* **The problem**
Your answer must be an exact transcription of the lines from the line with "For the meadow" through the final line of the data.

* **Given entries**

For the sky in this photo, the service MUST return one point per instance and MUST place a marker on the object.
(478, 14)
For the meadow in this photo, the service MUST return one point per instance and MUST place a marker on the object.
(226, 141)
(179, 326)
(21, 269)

* **Finished task**
For the meadow in this photo, the service MUST return one point per instance and MUST place a marker on the object.
(226, 141)
(179, 326)
(21, 269)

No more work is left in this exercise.